> _Problem statement_:
Set down the entries below exactly, leaving out all images.

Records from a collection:
--*--

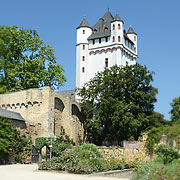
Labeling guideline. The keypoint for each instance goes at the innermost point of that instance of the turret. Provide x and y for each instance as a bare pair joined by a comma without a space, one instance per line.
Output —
117,29
83,32
133,37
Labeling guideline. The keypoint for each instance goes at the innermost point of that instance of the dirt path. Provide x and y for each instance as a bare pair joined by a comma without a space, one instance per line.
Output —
29,172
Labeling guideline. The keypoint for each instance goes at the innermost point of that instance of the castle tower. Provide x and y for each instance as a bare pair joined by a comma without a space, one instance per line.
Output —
133,37
102,46
83,32
117,29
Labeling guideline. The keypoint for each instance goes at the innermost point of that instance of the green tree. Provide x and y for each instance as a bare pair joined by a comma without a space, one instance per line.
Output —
26,62
117,103
175,111
157,119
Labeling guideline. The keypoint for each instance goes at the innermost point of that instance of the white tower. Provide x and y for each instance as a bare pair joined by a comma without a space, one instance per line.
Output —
133,37
83,32
104,45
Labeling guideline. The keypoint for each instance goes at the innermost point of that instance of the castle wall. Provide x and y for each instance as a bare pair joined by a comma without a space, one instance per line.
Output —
42,115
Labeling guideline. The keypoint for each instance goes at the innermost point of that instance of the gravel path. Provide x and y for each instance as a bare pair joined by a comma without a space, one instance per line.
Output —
29,172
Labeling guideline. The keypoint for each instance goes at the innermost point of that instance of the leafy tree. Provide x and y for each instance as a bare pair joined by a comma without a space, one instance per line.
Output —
117,103
157,119
26,62
175,111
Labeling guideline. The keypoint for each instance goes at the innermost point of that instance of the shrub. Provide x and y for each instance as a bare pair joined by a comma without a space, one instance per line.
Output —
84,159
167,154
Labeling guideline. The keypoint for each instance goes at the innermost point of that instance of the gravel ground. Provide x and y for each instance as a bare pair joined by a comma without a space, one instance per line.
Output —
30,172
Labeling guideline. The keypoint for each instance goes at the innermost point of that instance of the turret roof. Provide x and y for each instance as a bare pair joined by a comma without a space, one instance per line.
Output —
104,22
131,31
84,23
117,18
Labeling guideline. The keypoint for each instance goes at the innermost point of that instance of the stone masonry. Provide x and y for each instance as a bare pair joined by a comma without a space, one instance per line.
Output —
45,111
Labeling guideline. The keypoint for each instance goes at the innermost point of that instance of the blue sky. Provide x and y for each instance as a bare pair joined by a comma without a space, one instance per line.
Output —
157,23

--*--

> _Answer area_:
Labeling guideline. The keypoint for each instance goes at the innermost point of that instance of the turret. Provide x and y for each instance as a bare pair joined by a comma without a space, one instance per line.
Output —
117,29
83,32
133,37
Labeling guideline. The keypoint for each instance goes at the innermost point of that instance of the dirt path. Provide x and y for each instance as a bare pair joined by a comma without a space, one instance per line.
Output —
29,172
Labeling guideline. The keypoint for each instance goes at the innermost point of that instance of the castle tower. Provide x and y for each instance as a bare pair joined by a comma without a space, one instance per line.
Output —
133,37
102,46
83,32
117,29
Labeling guideline. The keypoint for each instance goes at the innermost point of that instance of the green tree. Provide x and y for each instance as a bare pair joined by a comma without a space, one instance per line.
Output —
26,62
117,103
175,111
157,119
Labeling guideline. The keypoint for each instance goes at the innermost point of that instance of the white tower. Provide x and y for each instance as a bare pair joined by a comma without a space, one instance per line.
Output —
133,37
83,32
104,45
Labeling guideline. The keypoint for each instance goes at the innermost point of that instance of the castle wall. Provide x and y for each instance as a bare pair joined by a comma without a space, one instance per line.
Output —
42,115
Labeling guideline. The keypoint for each instance goes at the innermost point of that instance of the gravel path. Provide x and y for each instance as a bare pair joined by a comma without a space, one instance per line.
Output —
29,172
Labeling guideline. The keypoint for each instance goes at the innermost point of that instance of the leafy tree. Provide x and y for each instance as a bare pair joined by a comma without a space, one instance per line.
Output —
117,103
157,119
26,62
175,111
Labeling guideline. The keypoint for each instance goes at the innermost point of that instance of the shrub. Provide x and y for each instance as a bare pair joined by a comma without a space, one instance per line.
Output —
84,159
167,154
Labeling guideline. The keypoint for each instance goes at the innermost point of that instance of the gravel ground. Provide x and y for each instance as a bare pair joined by a comma without a space, one instance per line.
Output —
30,172
Labeling guideline. The keypoint for each instance goes at the innermost point of that instance of the turret roof. Provide x and y for each instance as a bare pair joined by a comma without a space, one instance per line.
Output —
104,22
131,31
84,23
117,18
Labeling guideline. The keypoint for each instance goes at the innermost point of that instance of the stone masonry. Provide x and y for each instance as a bare pair joined by a comma without a space, one instance per line.
Output —
45,111
Labeling guideline. The keypoint for each instance goes at the innermost point of that instance of the blue sky. Provide x and y for each instance as a bare pair joined by a comma without a space, one instance per line.
Output —
157,23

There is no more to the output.